[Saved entries]
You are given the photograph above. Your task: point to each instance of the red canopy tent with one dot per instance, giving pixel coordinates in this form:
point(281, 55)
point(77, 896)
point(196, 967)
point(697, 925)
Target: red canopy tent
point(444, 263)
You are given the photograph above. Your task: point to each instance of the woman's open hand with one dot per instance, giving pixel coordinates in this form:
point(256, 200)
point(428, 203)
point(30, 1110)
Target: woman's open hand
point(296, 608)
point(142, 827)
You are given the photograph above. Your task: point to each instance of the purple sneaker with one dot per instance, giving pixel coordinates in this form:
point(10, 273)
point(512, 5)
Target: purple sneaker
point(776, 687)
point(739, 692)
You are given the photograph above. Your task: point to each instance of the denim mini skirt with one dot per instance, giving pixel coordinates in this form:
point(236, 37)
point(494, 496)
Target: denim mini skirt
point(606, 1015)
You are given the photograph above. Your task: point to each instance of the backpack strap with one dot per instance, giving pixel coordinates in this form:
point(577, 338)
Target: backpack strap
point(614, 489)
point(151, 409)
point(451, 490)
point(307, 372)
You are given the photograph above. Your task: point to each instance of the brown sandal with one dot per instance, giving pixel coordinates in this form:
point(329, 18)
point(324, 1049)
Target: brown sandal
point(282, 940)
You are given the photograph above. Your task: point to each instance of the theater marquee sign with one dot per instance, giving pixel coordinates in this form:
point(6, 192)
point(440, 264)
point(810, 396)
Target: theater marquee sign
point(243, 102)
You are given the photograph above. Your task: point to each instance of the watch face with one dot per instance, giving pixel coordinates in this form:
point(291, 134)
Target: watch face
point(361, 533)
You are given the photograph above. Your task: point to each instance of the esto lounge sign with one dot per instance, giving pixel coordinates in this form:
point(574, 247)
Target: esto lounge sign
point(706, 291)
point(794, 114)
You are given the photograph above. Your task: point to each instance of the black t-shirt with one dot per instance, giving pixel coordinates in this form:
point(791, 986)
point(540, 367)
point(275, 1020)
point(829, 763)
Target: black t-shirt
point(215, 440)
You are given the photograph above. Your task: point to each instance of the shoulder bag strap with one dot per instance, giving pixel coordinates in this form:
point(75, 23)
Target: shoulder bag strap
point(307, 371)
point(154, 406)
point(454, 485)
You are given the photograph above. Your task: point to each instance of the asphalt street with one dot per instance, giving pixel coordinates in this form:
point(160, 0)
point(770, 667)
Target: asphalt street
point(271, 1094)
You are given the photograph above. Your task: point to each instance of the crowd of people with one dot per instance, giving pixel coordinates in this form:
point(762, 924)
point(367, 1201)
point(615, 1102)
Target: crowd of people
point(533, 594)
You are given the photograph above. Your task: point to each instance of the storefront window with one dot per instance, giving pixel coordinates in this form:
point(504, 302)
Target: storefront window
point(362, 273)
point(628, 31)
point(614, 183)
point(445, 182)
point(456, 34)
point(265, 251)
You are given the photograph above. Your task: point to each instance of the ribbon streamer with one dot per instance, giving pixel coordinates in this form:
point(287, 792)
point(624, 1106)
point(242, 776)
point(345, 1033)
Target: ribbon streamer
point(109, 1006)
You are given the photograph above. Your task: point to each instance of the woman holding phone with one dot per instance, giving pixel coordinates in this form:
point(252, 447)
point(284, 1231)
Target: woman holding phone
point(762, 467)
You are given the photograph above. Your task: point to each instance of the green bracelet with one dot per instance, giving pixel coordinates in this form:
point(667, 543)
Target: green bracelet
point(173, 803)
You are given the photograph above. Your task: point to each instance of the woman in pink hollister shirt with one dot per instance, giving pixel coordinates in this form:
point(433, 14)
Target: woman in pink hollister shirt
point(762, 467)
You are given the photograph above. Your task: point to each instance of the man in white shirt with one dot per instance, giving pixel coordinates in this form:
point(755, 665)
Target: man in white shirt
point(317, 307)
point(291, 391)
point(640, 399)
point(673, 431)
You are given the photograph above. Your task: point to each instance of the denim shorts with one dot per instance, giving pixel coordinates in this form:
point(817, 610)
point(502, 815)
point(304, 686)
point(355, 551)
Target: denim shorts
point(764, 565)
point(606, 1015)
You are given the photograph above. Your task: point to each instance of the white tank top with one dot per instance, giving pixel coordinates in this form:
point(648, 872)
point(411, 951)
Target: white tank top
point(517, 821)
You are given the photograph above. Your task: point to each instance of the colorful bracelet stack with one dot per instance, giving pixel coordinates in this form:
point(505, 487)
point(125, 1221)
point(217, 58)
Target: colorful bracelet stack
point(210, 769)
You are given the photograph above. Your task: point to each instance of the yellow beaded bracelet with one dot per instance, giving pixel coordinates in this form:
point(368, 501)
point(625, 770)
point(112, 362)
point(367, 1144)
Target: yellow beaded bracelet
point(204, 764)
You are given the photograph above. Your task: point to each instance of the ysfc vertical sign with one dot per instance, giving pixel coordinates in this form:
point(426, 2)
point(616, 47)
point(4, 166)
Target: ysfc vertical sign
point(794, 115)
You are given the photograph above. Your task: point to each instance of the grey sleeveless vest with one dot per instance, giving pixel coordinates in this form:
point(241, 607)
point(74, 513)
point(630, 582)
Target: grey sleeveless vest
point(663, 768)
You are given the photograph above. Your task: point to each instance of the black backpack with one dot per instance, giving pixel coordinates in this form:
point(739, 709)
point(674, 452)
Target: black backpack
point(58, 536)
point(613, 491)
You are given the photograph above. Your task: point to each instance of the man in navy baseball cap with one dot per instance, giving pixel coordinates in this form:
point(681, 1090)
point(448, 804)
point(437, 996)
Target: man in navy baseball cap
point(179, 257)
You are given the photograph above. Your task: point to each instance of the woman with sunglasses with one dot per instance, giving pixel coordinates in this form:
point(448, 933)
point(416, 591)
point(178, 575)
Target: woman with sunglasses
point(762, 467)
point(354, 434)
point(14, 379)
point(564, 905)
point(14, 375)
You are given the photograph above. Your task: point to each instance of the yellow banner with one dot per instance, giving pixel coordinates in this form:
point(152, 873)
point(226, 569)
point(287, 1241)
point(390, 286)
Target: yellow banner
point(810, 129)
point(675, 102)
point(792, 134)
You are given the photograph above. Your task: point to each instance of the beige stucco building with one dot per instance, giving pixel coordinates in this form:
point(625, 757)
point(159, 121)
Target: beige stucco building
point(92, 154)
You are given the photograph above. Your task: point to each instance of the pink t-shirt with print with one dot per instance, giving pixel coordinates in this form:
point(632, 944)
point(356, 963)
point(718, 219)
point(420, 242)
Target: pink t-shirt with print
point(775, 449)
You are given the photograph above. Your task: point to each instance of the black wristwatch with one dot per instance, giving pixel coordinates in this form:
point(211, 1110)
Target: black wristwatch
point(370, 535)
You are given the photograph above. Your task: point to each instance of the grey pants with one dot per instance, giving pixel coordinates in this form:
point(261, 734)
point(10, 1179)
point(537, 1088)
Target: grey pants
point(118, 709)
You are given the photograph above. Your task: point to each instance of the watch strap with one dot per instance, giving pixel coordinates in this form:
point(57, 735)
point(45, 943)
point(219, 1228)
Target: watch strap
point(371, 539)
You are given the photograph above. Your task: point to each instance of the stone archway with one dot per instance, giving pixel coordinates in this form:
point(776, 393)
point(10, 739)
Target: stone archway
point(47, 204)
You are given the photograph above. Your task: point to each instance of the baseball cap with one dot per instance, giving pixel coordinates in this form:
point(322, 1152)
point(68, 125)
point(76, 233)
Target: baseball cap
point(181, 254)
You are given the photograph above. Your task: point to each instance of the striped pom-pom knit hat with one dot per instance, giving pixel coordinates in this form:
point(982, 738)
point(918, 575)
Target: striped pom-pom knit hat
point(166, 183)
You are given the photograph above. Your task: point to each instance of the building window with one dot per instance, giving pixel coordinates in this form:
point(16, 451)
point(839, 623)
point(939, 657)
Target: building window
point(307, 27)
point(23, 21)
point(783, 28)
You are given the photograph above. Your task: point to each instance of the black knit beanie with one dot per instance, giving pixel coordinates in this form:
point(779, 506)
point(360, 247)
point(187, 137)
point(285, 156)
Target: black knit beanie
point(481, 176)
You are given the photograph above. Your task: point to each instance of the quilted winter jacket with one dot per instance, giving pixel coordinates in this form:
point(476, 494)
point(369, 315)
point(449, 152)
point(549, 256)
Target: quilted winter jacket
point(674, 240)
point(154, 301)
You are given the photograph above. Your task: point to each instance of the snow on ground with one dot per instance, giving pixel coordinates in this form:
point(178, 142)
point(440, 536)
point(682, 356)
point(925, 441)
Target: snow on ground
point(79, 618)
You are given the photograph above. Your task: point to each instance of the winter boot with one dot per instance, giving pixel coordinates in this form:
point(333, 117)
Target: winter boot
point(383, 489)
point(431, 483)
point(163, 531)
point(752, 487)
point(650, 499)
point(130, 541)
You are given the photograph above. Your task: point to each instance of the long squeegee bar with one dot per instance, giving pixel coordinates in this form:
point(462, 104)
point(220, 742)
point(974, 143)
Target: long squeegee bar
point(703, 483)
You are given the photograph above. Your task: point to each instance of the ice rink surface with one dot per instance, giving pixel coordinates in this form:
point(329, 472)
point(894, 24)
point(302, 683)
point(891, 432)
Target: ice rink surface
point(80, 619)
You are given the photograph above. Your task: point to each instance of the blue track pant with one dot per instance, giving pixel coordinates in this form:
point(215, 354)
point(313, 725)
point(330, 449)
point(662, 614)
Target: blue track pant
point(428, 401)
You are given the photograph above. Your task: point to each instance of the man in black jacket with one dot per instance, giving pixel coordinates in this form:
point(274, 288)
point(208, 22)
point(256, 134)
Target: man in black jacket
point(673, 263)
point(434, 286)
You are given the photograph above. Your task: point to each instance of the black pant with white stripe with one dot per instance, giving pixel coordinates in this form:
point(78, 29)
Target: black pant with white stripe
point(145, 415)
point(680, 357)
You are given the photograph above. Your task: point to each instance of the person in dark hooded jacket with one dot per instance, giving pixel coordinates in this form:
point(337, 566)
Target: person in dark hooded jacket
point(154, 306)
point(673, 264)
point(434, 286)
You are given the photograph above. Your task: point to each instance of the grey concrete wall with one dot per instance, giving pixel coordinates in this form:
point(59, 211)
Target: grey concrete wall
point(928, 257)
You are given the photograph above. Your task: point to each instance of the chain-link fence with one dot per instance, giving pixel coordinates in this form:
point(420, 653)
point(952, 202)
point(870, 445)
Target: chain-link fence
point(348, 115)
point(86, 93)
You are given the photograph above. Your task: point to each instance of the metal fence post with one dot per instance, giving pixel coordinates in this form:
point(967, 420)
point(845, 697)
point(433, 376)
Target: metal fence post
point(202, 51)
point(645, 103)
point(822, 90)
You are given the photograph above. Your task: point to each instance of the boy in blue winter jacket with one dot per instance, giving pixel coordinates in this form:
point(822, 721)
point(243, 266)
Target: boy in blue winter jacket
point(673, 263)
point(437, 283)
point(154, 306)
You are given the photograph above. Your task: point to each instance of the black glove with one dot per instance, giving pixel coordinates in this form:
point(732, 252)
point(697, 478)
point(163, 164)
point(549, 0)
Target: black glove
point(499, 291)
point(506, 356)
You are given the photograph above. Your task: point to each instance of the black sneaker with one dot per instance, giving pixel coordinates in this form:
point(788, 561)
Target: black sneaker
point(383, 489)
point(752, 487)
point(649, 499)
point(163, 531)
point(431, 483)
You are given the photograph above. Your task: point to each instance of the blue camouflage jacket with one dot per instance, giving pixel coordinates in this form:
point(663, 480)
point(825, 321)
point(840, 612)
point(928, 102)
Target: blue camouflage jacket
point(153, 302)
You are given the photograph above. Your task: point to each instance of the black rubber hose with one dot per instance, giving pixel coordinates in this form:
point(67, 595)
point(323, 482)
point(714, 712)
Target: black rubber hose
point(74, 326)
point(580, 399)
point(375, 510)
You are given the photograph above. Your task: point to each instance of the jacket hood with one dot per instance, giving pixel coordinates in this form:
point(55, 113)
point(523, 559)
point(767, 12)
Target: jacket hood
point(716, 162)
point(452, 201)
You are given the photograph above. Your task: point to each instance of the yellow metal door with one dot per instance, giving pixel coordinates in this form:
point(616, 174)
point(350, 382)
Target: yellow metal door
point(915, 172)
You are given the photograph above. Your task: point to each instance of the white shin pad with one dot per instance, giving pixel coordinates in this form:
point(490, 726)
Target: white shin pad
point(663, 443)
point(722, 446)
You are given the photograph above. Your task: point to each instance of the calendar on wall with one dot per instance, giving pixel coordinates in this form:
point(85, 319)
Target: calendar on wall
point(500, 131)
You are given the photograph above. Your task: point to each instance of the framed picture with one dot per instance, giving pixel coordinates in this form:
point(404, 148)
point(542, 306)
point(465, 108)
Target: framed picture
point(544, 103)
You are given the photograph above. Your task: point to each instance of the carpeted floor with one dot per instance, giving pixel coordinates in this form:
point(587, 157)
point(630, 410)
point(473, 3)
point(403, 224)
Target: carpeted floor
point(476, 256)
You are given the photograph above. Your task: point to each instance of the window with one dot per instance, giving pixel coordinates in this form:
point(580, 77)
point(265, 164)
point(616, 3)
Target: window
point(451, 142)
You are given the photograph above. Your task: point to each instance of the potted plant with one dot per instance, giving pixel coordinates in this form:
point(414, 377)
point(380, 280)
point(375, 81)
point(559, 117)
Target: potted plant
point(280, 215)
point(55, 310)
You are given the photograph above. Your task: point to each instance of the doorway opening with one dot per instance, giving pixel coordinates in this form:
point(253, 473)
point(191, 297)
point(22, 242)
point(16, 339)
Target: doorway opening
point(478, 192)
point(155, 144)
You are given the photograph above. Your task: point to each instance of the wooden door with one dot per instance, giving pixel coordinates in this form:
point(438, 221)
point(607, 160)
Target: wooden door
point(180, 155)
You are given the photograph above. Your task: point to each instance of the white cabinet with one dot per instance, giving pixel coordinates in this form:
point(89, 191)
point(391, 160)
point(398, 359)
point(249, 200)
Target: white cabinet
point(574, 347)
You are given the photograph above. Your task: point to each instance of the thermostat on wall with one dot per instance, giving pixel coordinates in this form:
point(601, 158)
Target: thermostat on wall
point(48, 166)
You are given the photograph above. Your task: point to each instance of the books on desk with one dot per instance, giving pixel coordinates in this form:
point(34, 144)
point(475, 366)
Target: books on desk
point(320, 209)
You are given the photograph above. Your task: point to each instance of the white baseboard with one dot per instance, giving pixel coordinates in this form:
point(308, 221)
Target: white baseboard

GOAL: Copy out the rows above from the line containing "the black pant" through the line containing "point(680, 357)", keeping every character the same.

ANSWER BELOW:
You are given the photograph above. Your task: point to each instance of the black pant with white stripe with one dot per instance, giving pixel coordinates in this form:
point(78, 29)
Target: black pant with white stripe
point(145, 415)
point(680, 357)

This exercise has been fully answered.